STORED RECORDS:
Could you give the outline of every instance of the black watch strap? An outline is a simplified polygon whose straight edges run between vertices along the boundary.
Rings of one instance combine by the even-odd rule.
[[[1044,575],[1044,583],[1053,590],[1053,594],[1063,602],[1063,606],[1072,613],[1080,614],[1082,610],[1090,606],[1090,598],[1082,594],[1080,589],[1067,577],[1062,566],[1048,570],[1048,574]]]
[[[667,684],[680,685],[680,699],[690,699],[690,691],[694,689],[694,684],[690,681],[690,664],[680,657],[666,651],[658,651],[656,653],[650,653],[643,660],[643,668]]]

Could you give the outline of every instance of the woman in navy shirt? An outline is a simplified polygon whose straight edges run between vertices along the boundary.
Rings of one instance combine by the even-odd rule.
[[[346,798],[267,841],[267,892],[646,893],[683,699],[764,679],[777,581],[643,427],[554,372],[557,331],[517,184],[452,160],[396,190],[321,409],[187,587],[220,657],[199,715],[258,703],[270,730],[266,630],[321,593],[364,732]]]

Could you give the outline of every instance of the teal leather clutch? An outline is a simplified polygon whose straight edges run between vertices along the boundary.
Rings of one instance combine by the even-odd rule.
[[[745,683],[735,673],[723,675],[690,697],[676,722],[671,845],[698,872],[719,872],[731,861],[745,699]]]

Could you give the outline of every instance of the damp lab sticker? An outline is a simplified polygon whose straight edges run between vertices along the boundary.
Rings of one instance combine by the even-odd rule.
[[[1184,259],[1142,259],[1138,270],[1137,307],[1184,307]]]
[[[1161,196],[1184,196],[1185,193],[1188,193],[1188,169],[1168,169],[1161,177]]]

EXERCISE PROMPT:
Reproduce verbatim the stretch of lines from the one containing "Could you give the outline of every instance of the woman" through the last line above, including both ends.

COMPLETE OUTPUT:
Could you give the outline of every instance of the woman in navy shirt? An outline is a simplified polygon whose straight edges run between vertices along the boundary.
Rings of one instance combine by the even-odd rule.
[[[346,798],[267,841],[267,892],[646,893],[683,699],[764,679],[777,581],[643,427],[554,372],[557,331],[517,184],[452,160],[396,190],[321,409],[187,587],[220,657],[199,715],[258,703],[270,730],[266,630],[321,593],[364,732]]]

Could you give the outline of every instance of the teal leather clutch? An outline is a simplified polygon whose straight edges run between vertices along the boundary.
Rings of one instance combine by the even-odd rule.
[[[745,683],[735,673],[723,675],[690,697],[676,722],[671,845],[698,872],[719,872],[731,861],[745,699]]]

Could you give the outline of every instance of the damp lab sticker? An outline is a simplified polygon whose straight edges run between vertices along the boundary.
Rings of one instance combine by the even-odd rule.
[[[1184,259],[1142,259],[1138,270],[1137,307],[1184,307]]]
[[[1161,196],[1184,196],[1185,193],[1188,193],[1188,169],[1168,169],[1161,177]]]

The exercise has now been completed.